→ **Your objective**:
Rewrite the rows from the line with "out the blank" up to and including the line with "[(322, 308)]", changing "class" to "group" and leaving everything else as it is. Return only those lines.

→ **Material provided**:
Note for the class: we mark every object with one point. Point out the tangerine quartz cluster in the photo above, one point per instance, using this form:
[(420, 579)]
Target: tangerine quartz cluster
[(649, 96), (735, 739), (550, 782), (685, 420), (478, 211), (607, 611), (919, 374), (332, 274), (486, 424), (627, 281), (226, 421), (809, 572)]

==

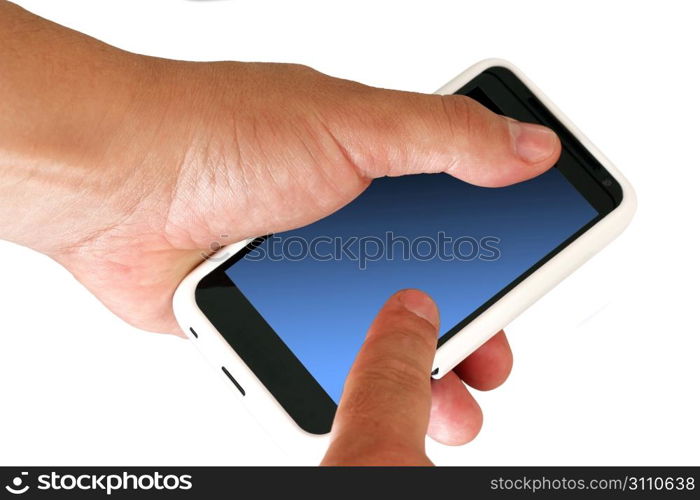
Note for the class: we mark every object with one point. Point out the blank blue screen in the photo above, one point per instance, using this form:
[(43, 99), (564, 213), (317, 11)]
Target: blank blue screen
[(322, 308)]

→ **Solution to the problem**:
Note for the group: we mark every object with one point. Point out the blank blue screen in the photo above, one point per instance, using this form:
[(43, 99), (564, 213), (317, 11)]
Target: blank blue screen
[(322, 308)]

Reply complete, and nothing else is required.